=== GIVEN REQUEST 1 ===
Pull out every line of the rows below that contains the word "covered", and copy each one in full.

=== QUOTED PASSAGE ===

* START *

I've just added kidney to Lexie's diet and i'm really struggling with her. I very lightly sear her liver for her but i was hoping i wouldn't have to do that with the kidney. I actually don't like searing the liver but otherwise she wont touch it. Since yesterday ive been trying out the "tough love" thing ive seen mentioned on here with offering her the little morsel of kidney at every meal until she eats it and so far she hasnt eaten any all day yesterday and today, i even tried mixing with canned fish. It's hurting me to see her go hungry like this, so im wondering if i should try searing the kidney or just skip it for now and feed her something else..or continue holding out until she finally eats it. Shes a tiny little thing, 6.5lbs so is it even safe for her to go without food this long?


----------



## swolek (Mar 31, 2011)

Amy18 said:


> I've just added kidney to Lexie's diet and i'm really struggling with her. I very lightly sear her liver for her but i was hoping i wouldn't have to do that with the kidney. I actually don't like searing the liver but otherwise she wont touch it. Since yesterday ive been trying out the "tough love" thing ive seen mentioned on here with offering her the little morsel of kidney at every meal until she eats it and so far she hasnt eaten any all day yesterday and today, i even tried mixing with canned fish. It's hurting me to see her go hungry like this, so im wondering if i should try searing the kidney or just skip it for now and feed her something else..or continue holding out until she finally eats it. Shes a tiny little thing, 6.5lbs so is it even safe for her to go without food this long?

* END *

=== INPUT RECORDS ===
* START *

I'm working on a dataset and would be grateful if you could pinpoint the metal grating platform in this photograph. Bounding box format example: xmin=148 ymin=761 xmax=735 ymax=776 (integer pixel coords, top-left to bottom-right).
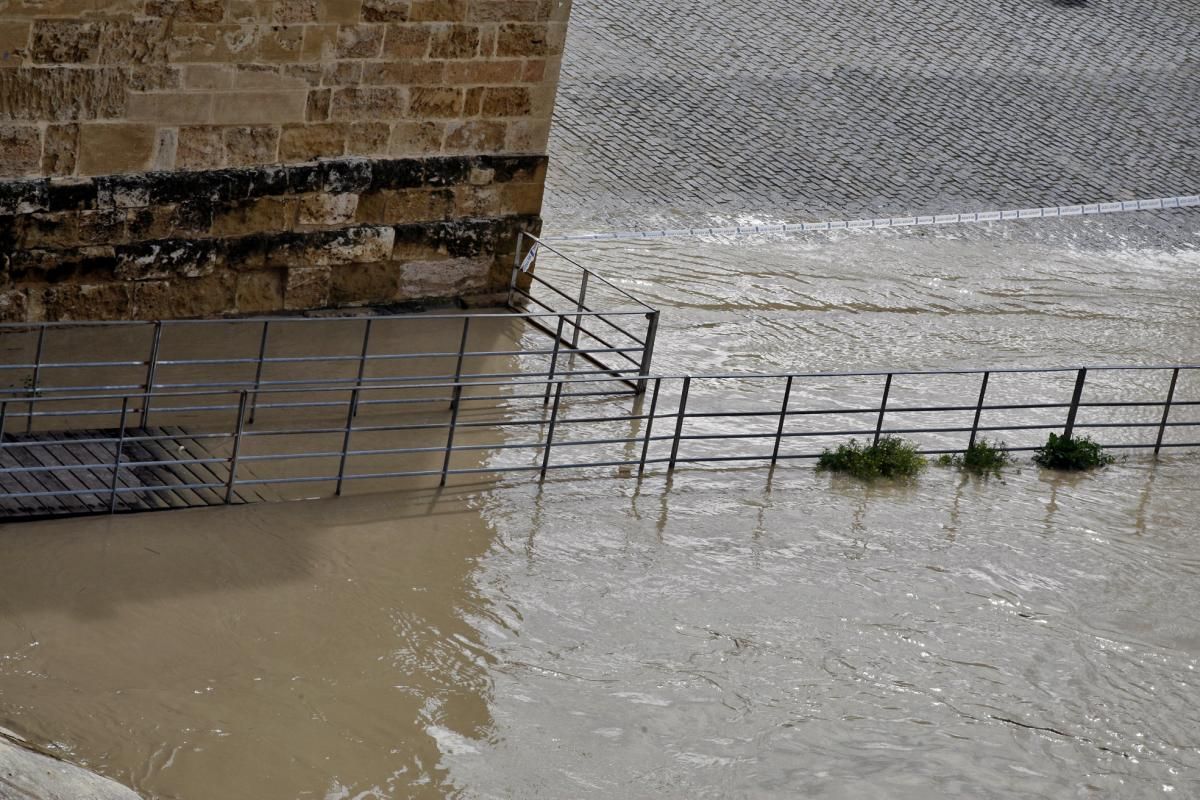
xmin=0 ymin=427 xmax=269 ymax=521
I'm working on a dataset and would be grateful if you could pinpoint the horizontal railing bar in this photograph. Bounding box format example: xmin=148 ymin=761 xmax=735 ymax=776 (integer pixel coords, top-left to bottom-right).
xmin=0 ymin=309 xmax=653 ymax=332
xmin=7 ymin=365 xmax=1200 ymax=411
xmin=0 ymin=458 xmax=229 ymax=474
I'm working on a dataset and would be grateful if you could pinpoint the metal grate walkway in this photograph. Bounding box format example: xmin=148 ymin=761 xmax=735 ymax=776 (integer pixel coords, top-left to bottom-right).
xmin=0 ymin=427 xmax=270 ymax=521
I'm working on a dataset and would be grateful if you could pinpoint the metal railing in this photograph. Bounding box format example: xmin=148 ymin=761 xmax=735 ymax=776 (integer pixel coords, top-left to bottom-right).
xmin=0 ymin=365 xmax=1200 ymax=510
xmin=509 ymin=233 xmax=659 ymax=393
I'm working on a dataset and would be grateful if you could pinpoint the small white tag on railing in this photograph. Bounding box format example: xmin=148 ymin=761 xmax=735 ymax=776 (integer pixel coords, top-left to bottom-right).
xmin=521 ymin=245 xmax=539 ymax=272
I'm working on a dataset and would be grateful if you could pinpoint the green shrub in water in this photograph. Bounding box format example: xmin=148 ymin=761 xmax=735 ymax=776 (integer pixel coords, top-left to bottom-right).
xmin=937 ymin=439 xmax=1013 ymax=475
xmin=1033 ymin=433 xmax=1116 ymax=471
xmin=817 ymin=437 xmax=925 ymax=481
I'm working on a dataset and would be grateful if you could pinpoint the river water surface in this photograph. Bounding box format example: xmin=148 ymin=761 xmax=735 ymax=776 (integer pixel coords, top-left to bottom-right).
xmin=0 ymin=212 xmax=1200 ymax=800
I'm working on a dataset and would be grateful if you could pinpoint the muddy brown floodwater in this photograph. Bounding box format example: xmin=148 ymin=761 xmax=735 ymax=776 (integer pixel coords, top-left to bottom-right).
xmin=0 ymin=212 xmax=1200 ymax=800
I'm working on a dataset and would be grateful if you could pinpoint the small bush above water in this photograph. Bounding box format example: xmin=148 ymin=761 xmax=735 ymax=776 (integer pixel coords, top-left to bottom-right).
xmin=817 ymin=437 xmax=925 ymax=481
xmin=1033 ymin=433 xmax=1116 ymax=471
xmin=937 ymin=439 xmax=1013 ymax=475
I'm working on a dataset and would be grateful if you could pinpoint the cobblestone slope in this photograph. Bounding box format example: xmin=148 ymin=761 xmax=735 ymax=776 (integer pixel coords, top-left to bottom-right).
xmin=547 ymin=0 xmax=1200 ymax=230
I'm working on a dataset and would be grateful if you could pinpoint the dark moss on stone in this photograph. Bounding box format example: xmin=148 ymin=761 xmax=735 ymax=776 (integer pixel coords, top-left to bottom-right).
xmin=46 ymin=179 xmax=96 ymax=211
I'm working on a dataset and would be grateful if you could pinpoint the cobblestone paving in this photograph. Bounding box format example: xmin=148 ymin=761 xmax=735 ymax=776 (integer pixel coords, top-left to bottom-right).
xmin=547 ymin=0 xmax=1200 ymax=230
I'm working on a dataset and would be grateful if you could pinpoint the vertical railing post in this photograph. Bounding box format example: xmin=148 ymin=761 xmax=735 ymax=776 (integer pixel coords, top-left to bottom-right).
xmin=438 ymin=386 xmax=461 ymax=486
xmin=770 ymin=375 xmax=792 ymax=467
xmin=571 ymin=270 xmax=592 ymax=349
xmin=509 ymin=230 xmax=524 ymax=308
xmin=334 ymin=387 xmax=359 ymax=497
xmin=350 ymin=318 xmax=372 ymax=419
xmin=637 ymin=378 xmax=662 ymax=477
xmin=250 ymin=319 xmax=271 ymax=425
xmin=1152 ymin=367 xmax=1180 ymax=458
xmin=226 ymin=389 xmax=248 ymax=505
xmin=142 ymin=319 xmax=162 ymax=428
xmin=539 ymin=380 xmax=563 ymax=480
xmin=25 ymin=325 xmax=46 ymax=433
xmin=667 ymin=375 xmax=691 ymax=473
xmin=450 ymin=317 xmax=470 ymax=410
xmin=637 ymin=311 xmax=659 ymax=395
xmin=1062 ymin=367 xmax=1087 ymax=439
xmin=967 ymin=372 xmax=991 ymax=450
xmin=875 ymin=372 xmax=892 ymax=444
xmin=108 ymin=397 xmax=130 ymax=513
xmin=541 ymin=314 xmax=566 ymax=408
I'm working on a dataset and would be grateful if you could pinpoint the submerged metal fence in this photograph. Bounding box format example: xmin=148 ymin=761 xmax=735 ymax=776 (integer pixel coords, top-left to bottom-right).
xmin=0 ymin=359 xmax=1200 ymax=515
xmin=0 ymin=235 xmax=1200 ymax=518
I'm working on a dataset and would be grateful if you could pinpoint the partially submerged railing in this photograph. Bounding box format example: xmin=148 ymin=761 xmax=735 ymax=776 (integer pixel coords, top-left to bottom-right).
xmin=0 ymin=364 xmax=1200 ymax=509
xmin=509 ymin=233 xmax=659 ymax=393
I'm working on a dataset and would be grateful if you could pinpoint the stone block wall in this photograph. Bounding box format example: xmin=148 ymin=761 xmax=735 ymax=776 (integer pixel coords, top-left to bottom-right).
xmin=0 ymin=0 xmax=570 ymax=320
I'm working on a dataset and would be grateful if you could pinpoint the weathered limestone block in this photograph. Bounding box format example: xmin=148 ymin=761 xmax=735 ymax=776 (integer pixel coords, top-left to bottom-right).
xmin=268 ymin=225 xmax=396 ymax=266
xmin=0 ymin=125 xmax=42 ymax=176
xmin=77 ymin=124 xmax=155 ymax=175
xmin=211 ymin=197 xmax=296 ymax=236
xmin=300 ymin=192 xmax=359 ymax=225
xmin=0 ymin=734 xmax=138 ymax=800
xmin=236 ymin=270 xmax=284 ymax=314
xmin=0 ymin=157 xmax=545 ymax=319
xmin=329 ymin=261 xmax=402 ymax=306
xmin=42 ymin=283 xmax=133 ymax=323
xmin=114 ymin=239 xmax=221 ymax=281
xmin=398 ymin=258 xmax=492 ymax=297
xmin=283 ymin=266 xmax=330 ymax=311
xmin=125 ymin=272 xmax=238 ymax=319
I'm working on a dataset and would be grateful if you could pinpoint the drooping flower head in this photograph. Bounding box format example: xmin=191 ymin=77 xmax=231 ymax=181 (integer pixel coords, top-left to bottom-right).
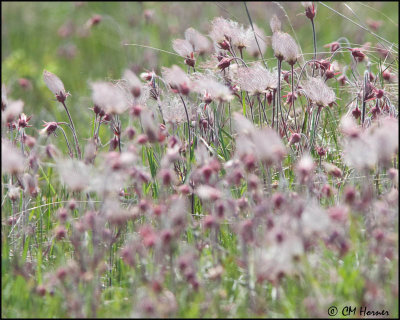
xmin=43 ymin=70 xmax=69 ymax=102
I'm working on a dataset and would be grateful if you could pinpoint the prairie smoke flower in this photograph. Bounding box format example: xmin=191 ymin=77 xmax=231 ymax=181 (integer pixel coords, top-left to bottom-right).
xmin=236 ymin=63 xmax=278 ymax=95
xmin=140 ymin=110 xmax=158 ymax=142
xmin=162 ymin=96 xmax=187 ymax=124
xmin=172 ymin=39 xmax=194 ymax=58
xmin=185 ymin=28 xmax=210 ymax=54
xmin=43 ymin=70 xmax=69 ymax=102
xmin=7 ymin=185 xmax=21 ymax=202
xmin=210 ymin=17 xmax=250 ymax=50
xmin=302 ymin=77 xmax=336 ymax=107
xmin=18 ymin=113 xmax=32 ymax=128
xmin=272 ymin=31 xmax=299 ymax=65
xmin=22 ymin=173 xmax=39 ymax=197
xmin=40 ymin=121 xmax=58 ymax=136
xmin=269 ymin=14 xmax=281 ymax=33
xmin=91 ymin=81 xmax=128 ymax=114
xmin=210 ymin=17 xmax=237 ymax=50
xmin=1 ymin=139 xmax=24 ymax=174
xmin=301 ymin=1 xmax=315 ymax=20
xmin=324 ymin=41 xmax=340 ymax=52
xmin=246 ymin=23 xmax=267 ymax=58
xmin=296 ymin=154 xmax=315 ymax=183
xmin=1 ymin=100 xmax=24 ymax=123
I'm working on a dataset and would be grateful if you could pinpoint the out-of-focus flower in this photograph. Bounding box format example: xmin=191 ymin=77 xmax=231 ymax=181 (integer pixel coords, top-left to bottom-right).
xmin=40 ymin=121 xmax=58 ymax=136
xmin=236 ymin=63 xmax=278 ymax=95
xmin=1 ymin=100 xmax=24 ymax=123
xmin=43 ymin=70 xmax=69 ymax=102
xmin=272 ymin=31 xmax=299 ymax=65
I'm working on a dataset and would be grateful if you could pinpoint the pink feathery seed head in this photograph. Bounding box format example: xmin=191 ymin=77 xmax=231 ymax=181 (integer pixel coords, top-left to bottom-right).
xmin=217 ymin=58 xmax=233 ymax=70
xmin=289 ymin=132 xmax=301 ymax=145
xmin=301 ymin=1 xmax=316 ymax=20
xmin=271 ymin=192 xmax=285 ymax=209
xmin=184 ymin=52 xmax=196 ymax=68
xmin=351 ymin=106 xmax=361 ymax=119
xmin=337 ymin=75 xmax=347 ymax=86
xmin=376 ymin=89 xmax=385 ymax=99
xmin=272 ymin=31 xmax=299 ymax=65
xmin=324 ymin=41 xmax=340 ymax=52
xmin=328 ymin=206 xmax=348 ymax=222
xmin=185 ymin=28 xmax=211 ymax=55
xmin=269 ymin=14 xmax=281 ymax=33
xmin=125 ymin=127 xmax=136 ymax=140
xmin=1 ymin=100 xmax=24 ymax=127
xmin=18 ymin=113 xmax=32 ymax=128
xmin=215 ymin=200 xmax=225 ymax=219
xmin=54 ymin=226 xmax=67 ymax=240
xmin=87 ymin=14 xmax=103 ymax=27
xmin=349 ymin=48 xmax=366 ymax=62
xmin=36 ymin=284 xmax=47 ymax=297
xmin=323 ymin=162 xmax=342 ymax=178
xmin=136 ymin=134 xmax=149 ymax=145
xmin=296 ymin=154 xmax=315 ymax=183
xmin=58 ymin=208 xmax=68 ymax=224
xmin=46 ymin=144 xmax=60 ymax=159
xmin=236 ymin=197 xmax=249 ymax=210
xmin=247 ymin=174 xmax=260 ymax=191
xmin=68 ymin=199 xmax=78 ymax=211
xmin=369 ymin=72 xmax=375 ymax=82
xmin=388 ymin=168 xmax=399 ymax=183
xmin=130 ymin=104 xmax=143 ymax=117
xmin=7 ymin=217 xmax=18 ymax=226
xmin=43 ymin=70 xmax=69 ymax=102
xmin=321 ymin=184 xmax=333 ymax=198
xmin=316 ymin=146 xmax=327 ymax=157
xmin=178 ymin=184 xmax=191 ymax=195
xmin=204 ymin=214 xmax=218 ymax=229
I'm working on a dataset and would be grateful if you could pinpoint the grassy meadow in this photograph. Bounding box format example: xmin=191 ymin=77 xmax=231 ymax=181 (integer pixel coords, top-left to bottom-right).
xmin=1 ymin=1 xmax=399 ymax=318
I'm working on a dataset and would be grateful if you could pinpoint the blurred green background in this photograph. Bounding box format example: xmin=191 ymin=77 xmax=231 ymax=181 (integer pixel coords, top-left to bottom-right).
xmin=1 ymin=2 xmax=398 ymax=137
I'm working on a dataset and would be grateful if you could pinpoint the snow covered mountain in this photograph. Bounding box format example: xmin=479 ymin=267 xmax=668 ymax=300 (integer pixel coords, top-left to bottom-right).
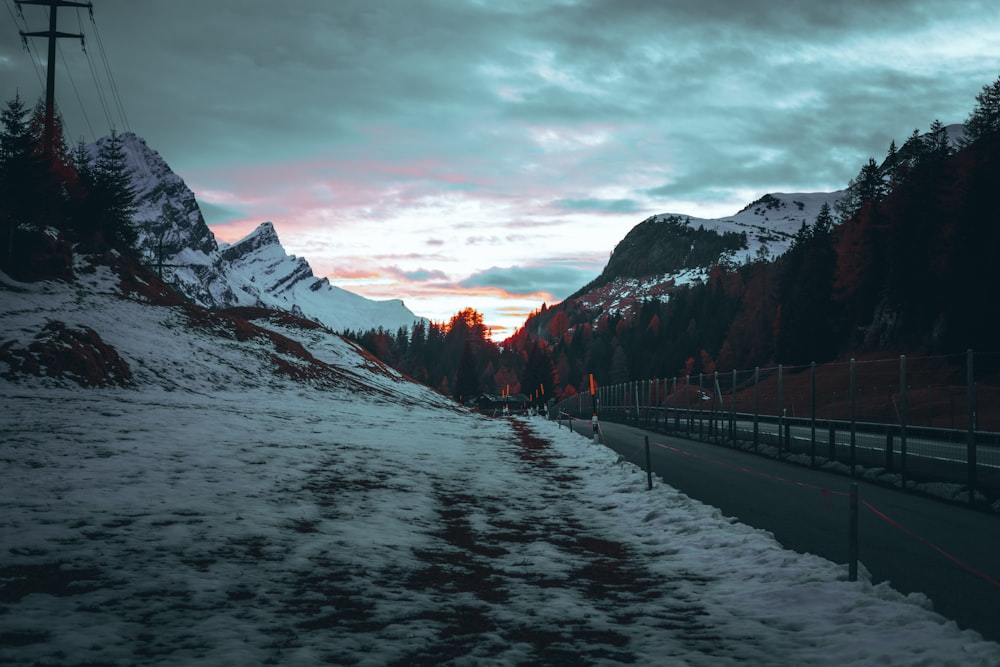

* END *

=== GIVEN REQUEST 2 ===
Carry on the forum thread above about getting a small dog to eat kidney, starting where it stops.

=== RESPONSE 1 ===
I'm working on a dataset and would be grateful if you could pinpoint the snow covered mountain in this photograph. Bounding box format example: xmin=479 ymin=267 xmax=668 ymax=300 (integer pixel coords, top-left to bottom-right).

=== RESPONSE 2 ===
Is the kidney thawed or frozen? Bambi will only eat kidney if it's totally frozen and in small pieces.


----------



## Amy18 (May 17, 2011)

swolek said:


> Is the kidney thawed or frozen? Bambi will only eat kidney if it's totally frozen and in small pieces.


Thawed, yesterday i tried freezing them..i cut them up into really tiny pieces about the size of my fingernail but all she did was smell it, lick it a bit and walk away. Same thing when its thawed sniff, lick, walk away, look up at me with sad eyes lol. Once in a while i'll try to trick her and sneak up on her then act like i want to eat it and she'll quickly put a piece in her mouth but a few seconds later she'll spit it out(this trick worked with liver). Is it ok to sear the kidney like i did the liver?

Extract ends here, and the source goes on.